* [KETENTUAN LATIHAN]
Tuliskan kembali seluruh wawancara tentang dibukanya perbatasan Jerman bagi migran di bawah ini, kata demi kata tanpa perubahan apa pun.

* [KUTIPAN UNTUK DIBACA]
________________________________________
Wawancara dilakukan oleh Mareike Enghusen.
Pak Pipes, anda pernah menulis bahwa keputusan Angela Merkel untuk membuka perbatasan negara bagi lebih dari satu juta migran pada 2015 lalu "agaknya bakal terlihat sebagai titik balik dalam sejarah Eropa." Anda sejarahwan, maka, apa yang anda maksudkan dengan pernyataan ini?
Saya berharap bahwa tatkala evolusi peradaban Eropa dipelajari pada masa datang, maka tanggal Agustus 2015 menjadi masa yang sangat penting. Keputusan untuk mengijinkan imigrasi yang tidak terbatas jumlahnya memasuki Jerman berimplikasi sangat mendalam bagi Eropa. Caranya, dengan mengemukakan isu ini lebih serius dibanding sebelumnya, dengan membuat berbagai pemilahan atas penduduk asli Eropa yang setuju serta yang menentang imigrasi berskala besar serta antara masyarakat pribumi dan warga Eropa baru.
Pertemuan Angela Merkel dengan seorang gadis Palestina berusia 14 tahun pada Juli 2015 yang disiarkan secara nasional, mungkin menentukan langkah awal terbukanya perbatasan Jerman sebulan kemudian. |
Apakah persoalan dasar yang Eropa hadapi?
Kurangnya jumlah anak yang memadai. Persoalannya, adalah apakah masyarakat Eropa terus menerus secara pasif menerima siapa saja yang muncul jika mereka tidak punya ketrampilan dan datang dari budaya yang sebagian besar suka bermusuhan satu sama lain. Atau, apakah mereka mengembangkan rencana untuk mengendalikan imigrasi, menyeleksi orang-orang di seluruh dunia yang paling sesuai sehingga mau membawa ketrampilan mereka yang cocok untuk masuk ke sana? Keputusan Jerman untuk membuka perbatasan-perbatasan negaranya berarti memilih pilihan terakhir.
________________________________________
Data tercatat

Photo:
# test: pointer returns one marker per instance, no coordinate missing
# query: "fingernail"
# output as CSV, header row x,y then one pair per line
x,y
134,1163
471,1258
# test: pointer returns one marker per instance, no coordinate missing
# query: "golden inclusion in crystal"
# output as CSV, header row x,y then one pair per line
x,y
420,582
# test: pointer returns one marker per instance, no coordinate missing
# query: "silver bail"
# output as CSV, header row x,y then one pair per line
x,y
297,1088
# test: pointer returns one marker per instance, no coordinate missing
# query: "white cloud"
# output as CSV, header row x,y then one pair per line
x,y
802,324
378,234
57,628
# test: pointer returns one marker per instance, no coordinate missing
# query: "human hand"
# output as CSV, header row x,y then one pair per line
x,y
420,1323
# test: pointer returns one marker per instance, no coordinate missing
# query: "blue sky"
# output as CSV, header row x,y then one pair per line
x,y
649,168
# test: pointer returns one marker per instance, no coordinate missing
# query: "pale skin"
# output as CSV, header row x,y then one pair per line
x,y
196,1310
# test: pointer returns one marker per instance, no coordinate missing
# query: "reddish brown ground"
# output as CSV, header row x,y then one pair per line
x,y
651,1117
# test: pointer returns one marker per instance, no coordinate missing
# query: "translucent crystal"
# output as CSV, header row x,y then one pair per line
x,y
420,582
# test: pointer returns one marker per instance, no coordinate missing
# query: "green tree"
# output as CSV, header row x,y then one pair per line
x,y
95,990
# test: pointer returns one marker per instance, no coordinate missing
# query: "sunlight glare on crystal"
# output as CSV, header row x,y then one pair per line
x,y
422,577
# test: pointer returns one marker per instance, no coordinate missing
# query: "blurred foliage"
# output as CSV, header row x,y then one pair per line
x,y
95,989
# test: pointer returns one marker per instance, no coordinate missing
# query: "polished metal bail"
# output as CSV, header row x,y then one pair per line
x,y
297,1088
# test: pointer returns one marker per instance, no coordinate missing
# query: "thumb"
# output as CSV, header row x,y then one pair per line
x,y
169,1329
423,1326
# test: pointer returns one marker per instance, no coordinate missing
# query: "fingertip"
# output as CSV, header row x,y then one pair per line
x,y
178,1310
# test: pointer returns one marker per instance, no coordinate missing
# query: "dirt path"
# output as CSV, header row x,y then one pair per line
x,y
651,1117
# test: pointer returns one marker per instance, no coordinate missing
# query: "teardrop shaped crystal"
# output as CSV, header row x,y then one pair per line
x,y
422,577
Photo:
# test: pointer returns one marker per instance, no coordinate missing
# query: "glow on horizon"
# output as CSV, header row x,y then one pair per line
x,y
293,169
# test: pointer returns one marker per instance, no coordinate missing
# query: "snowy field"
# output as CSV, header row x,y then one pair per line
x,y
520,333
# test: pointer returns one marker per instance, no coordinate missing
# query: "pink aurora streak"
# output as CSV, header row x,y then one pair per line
________________________________________
* [PENYELESAIAN TUGAS]
Wawancara dilakukan oleh Mareike Enghusen.
Pak Pipes, anda pernah menulis bahwa keputusan Angela Merkel untuk membuka perbatasan negara bagi lebih dari satu juta migran pada 2015 lalu "agaknya bakal terlihat sebagai titik balik dalam sejarah Eropa." Anda sejarahwan, maka, apa yang anda maksudkan dengan pernyataan ini?
Saya berharap bahwa tatkala evolusi peradaban Eropa dipelajari pada masa datang, maka tanggal Agustus 2015 menjadi masa yang sangat penting. Keputusan untuk mengijinkan imigrasi yang tidak terbatas jumlahnya memasuki Jerman berimplikasi sangat mendalam bagi Eropa. Caranya, dengan mengemukakan isu ini lebih serius dibanding sebelumnya, dengan membuat berbagai pemilahan atas penduduk asli Eropa yang setuju serta yang menentang imigrasi berskala besar serta antara masyarakat pribumi dan warga Eropa baru.
Pertemuan Angela Merkel dengan seorang gadis Palestina berusia 14 tahun pada Juli 2015 yang disiarkan secara nasional, mungkin menentukan langkah awal terbukanya perbatasan Jerman sebulan kemudian. |
Apakah persoalan dasar yang Eropa hadapi?
Kurangnya jumlah anak yang memadai. Persoalannya, adalah apakah masyarakat Eropa terus menerus secara pasif menerima siapa saja yang muncul jika mereka tidak punya ketrampilan dan datang dari budaya yang sebagian besar suka bermusuhan satu sama lain. Atau, apakah mereka mengembangkan rencana untuk mengendalikan imigrasi, menyeleksi orang-orang di seluruh dunia yang paling sesuai sehingga mau membawa ketrampilan mereka yang cocok untuk masuk ke sana? Keputusan Jerman untuk membuka perbatasan-perbatasan negaranya berarti memilih pilihan terakhir.